--- Goal ---
Exactly repeat the full listing that follows.

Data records
──────

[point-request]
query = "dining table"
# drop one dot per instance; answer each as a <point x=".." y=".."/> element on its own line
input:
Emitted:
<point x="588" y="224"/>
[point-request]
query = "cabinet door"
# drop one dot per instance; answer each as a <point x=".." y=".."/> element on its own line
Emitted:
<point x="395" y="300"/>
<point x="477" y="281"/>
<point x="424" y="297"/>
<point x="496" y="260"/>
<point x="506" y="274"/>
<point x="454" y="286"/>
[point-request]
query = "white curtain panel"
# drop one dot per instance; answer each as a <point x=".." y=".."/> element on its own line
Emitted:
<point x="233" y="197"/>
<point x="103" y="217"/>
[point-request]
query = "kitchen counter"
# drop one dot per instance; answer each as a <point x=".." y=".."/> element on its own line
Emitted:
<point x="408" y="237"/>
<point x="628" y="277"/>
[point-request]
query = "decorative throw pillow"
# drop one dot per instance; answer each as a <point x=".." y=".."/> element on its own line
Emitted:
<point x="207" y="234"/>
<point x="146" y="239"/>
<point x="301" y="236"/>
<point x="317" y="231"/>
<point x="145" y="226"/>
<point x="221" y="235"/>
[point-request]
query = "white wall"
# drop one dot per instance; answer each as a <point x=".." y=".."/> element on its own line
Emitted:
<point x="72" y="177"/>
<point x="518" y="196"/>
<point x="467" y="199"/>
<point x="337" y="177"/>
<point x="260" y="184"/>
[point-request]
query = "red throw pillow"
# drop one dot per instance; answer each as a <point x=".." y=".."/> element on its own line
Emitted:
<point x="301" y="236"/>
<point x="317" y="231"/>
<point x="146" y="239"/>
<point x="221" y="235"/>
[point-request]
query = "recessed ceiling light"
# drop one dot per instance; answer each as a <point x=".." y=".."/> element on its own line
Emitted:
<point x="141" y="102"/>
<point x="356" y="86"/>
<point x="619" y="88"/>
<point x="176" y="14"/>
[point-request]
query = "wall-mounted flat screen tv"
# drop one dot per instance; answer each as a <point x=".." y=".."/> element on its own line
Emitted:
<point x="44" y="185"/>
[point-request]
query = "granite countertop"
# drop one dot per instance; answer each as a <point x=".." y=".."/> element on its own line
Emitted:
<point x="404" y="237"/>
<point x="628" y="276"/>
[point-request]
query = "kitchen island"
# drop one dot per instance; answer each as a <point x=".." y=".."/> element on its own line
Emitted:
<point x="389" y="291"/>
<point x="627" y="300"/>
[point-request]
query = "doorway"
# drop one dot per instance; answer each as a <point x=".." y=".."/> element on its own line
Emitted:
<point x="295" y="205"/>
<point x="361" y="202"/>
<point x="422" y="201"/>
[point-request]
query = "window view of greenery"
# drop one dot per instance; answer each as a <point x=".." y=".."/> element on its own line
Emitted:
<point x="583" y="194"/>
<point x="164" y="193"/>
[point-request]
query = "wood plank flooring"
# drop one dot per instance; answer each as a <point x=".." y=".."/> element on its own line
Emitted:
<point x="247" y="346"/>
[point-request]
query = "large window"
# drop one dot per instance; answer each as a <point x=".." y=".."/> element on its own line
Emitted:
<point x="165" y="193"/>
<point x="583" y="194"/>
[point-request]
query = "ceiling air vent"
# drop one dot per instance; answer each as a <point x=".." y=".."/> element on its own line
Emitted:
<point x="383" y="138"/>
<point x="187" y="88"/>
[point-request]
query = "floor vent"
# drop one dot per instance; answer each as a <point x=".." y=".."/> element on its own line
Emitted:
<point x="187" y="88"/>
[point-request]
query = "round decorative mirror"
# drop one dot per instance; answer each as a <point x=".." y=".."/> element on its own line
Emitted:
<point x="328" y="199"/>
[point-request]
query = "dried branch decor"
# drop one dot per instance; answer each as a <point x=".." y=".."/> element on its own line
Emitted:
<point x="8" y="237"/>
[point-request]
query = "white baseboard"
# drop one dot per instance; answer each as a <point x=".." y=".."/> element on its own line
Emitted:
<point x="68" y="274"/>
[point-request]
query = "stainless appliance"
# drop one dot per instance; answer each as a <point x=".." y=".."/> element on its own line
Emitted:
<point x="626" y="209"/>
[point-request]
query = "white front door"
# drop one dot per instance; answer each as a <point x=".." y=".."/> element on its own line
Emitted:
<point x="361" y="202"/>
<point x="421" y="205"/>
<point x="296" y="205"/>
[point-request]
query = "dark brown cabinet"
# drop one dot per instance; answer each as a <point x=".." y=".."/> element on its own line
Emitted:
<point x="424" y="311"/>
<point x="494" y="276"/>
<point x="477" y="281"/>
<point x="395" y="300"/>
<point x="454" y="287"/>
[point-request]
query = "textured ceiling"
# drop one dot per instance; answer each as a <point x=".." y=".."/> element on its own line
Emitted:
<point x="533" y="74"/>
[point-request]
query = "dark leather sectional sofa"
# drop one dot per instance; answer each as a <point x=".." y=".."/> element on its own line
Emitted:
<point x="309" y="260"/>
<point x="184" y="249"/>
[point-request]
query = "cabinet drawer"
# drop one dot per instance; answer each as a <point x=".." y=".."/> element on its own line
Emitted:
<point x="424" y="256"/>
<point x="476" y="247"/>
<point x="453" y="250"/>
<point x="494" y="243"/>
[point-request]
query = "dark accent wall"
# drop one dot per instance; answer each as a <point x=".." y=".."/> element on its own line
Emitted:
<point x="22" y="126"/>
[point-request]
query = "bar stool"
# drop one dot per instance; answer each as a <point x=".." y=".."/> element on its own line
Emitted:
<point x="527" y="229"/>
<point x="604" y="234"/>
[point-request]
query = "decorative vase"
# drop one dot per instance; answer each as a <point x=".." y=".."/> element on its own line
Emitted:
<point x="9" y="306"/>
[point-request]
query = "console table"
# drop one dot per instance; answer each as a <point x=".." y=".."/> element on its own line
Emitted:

──────

--- Output below ---
[point-request]
query = "dining table"
# drop one dot per instance; answer each as a <point x=".." y=".."/> element on its own line
input:
Emitted:
<point x="588" y="224"/>
[point-request]
query = "cabinet door"
# drop one dot per instance; answer each as a <point x=".." y=".."/> element on its own line
Emitted:
<point x="395" y="300"/>
<point x="477" y="281"/>
<point x="424" y="297"/>
<point x="496" y="260"/>
<point x="506" y="274"/>
<point x="454" y="286"/>
[point-request]
query = "white curtain panel"
# drop one dot per instance; answer each as a <point x=".." y=".."/> element on its own line
Emitted:
<point x="233" y="197"/>
<point x="103" y="217"/>
[point-request]
query = "kitchen counter"
# drop one dot per instance; answer each as a <point x=".." y=".."/> element on its own line
Emitted:
<point x="408" y="237"/>
<point x="628" y="277"/>
[point-request]
query = "decorative throw pillow"
# drop one dot per instance; answer each as a <point x=".." y=".."/> element on its own line
Emitted:
<point x="207" y="234"/>
<point x="146" y="239"/>
<point x="301" y="236"/>
<point x="317" y="231"/>
<point x="145" y="226"/>
<point x="221" y="235"/>
[point-request]
query = "white wall"
# drop one dot per instance; answer each as a <point x=".." y=".."/> element on its own line
Emitted:
<point x="72" y="177"/>
<point x="518" y="196"/>
<point x="467" y="199"/>
<point x="337" y="177"/>
<point x="260" y="184"/>
[point-request]
query = "red throw pillow"
# drop one dot per instance; answer each as a <point x=".." y=".."/> element on its own line
Emitted:
<point x="301" y="236"/>
<point x="317" y="231"/>
<point x="146" y="239"/>
<point x="221" y="235"/>
[point-request]
query = "recessed ceiling light"
# drop one dot per instance; answer each as a <point x=".." y=".."/> element on its own line
Emitted:
<point x="141" y="102"/>
<point x="356" y="86"/>
<point x="619" y="88"/>
<point x="176" y="14"/>
[point-request]
query = "wall-mounted flat screen tv"
# drop one dot per instance; answer each as a <point x=".." y=".."/> element on its own line
Emitted:
<point x="44" y="185"/>
[point-request]
query = "granite countertop"
# drop one dot per instance; answer each as a <point x=".." y=".."/> element on its own line
Emitted:
<point x="404" y="237"/>
<point x="628" y="276"/>
[point-request]
query = "kitchen island"
# drop one dot per instance; answer each as a <point x=".." y=".."/> element on its own line
Emitted:
<point x="389" y="291"/>
<point x="627" y="300"/>
[point-request]
query = "doorway"
# drop one dot per instance; answer each as a <point x=".." y=".."/> element on its own line
Emitted:
<point x="295" y="205"/>
<point x="361" y="202"/>
<point x="422" y="201"/>
[point-request]
query = "window view of greenery"
# drop one dot per instance; answer each as a <point x=".." y=".."/> element on its own line
Emitted:
<point x="583" y="194"/>
<point x="164" y="193"/>
[point-request]
query = "wood plank flooring"
# drop one dot per instance; answer each as a <point x=".." y=".."/> element on its own line
Emitted:
<point x="247" y="346"/>
[point-request]
query = "large window"
# drop one dot per instance; answer each as a <point x=".." y=".."/> element on its own line
Emitted:
<point x="165" y="193"/>
<point x="583" y="194"/>
[point-request]
query = "ceiling air vent"
# drop one dot per instance; answer each as a <point x=".." y=".."/> element on its own line
Emitted:
<point x="383" y="138"/>
<point x="187" y="88"/>
[point-request]
query = "floor vent"
# drop one dot per instance; answer each as a <point x=".." y=".."/> element on its own line
Emitted:
<point x="187" y="88"/>
[point-request]
query = "round decorative mirror"
# drop one dot per instance; answer each as a <point x=".." y=".."/> element on its own line
Emitted:
<point x="328" y="199"/>
[point-request]
query = "dried branch decor"
# drop one dot per instance; answer each as a <point x=".." y=".."/> element on its own line
Emitted:
<point x="8" y="237"/>
[point-request]
query = "white baseboard"
# drop one dot per instance; answer each as a <point x=".." y=".."/> element on its own line
Emitted:
<point x="68" y="274"/>
[point-request]
query = "stainless appliance"
# drop one dot per instance; answer each as a <point x=".." y=".."/> element on its own line
Emitted:
<point x="626" y="209"/>
[point-request]
query = "white front door"
# drop one dot per instance; answer each as a <point x=".." y=".."/> element on its own line
Emitted:
<point x="361" y="202"/>
<point x="421" y="205"/>
<point x="296" y="205"/>
[point-request]
query = "dark brown cabinet"
# drop one dot per instance; answer each as a <point x=".." y=".."/> element on its own line
Emitted:
<point x="424" y="311"/>
<point x="494" y="276"/>
<point x="477" y="281"/>
<point x="395" y="300"/>
<point x="454" y="287"/>
[point-request]
query = "textured ceiling"
# drop one dot per instance; answer each as a <point x=".." y=".."/> element on its own line
Emitted:
<point x="533" y="74"/>
[point-request]
query = "dark leather sectional sofa"
# drop one dot per instance; answer each as a <point x=".." y=".."/> element on its own line
Emitted:
<point x="309" y="260"/>
<point x="184" y="249"/>
[point-request]
query = "cabinet drawer"
# drop one dot per instance; answer each as a <point x=".." y=".."/> element on its own line
Emitted:
<point x="424" y="256"/>
<point x="476" y="247"/>
<point x="453" y="250"/>
<point x="494" y="243"/>
[point-request]
query = "dark accent wall"
# drop one dot per instance; answer each as a <point x=".." y=".."/> element on its own line
Emitted:
<point x="22" y="126"/>
[point-request]
query = "bar stool"
# drop one dot per instance; answer each as a <point x=".." y=".."/> element on its own line
Emitted:
<point x="527" y="229"/>
<point x="604" y="234"/>
[point-request]
query = "decorative vase"
# drop one dot per instance; answer each as a <point x=".." y=".."/> element on its own line
Emitted:
<point x="9" y="306"/>
[point-request]
query = "console table"
# drop one dot per instance; answer each as a <point x=".." y=".."/> element on its own line
Emitted:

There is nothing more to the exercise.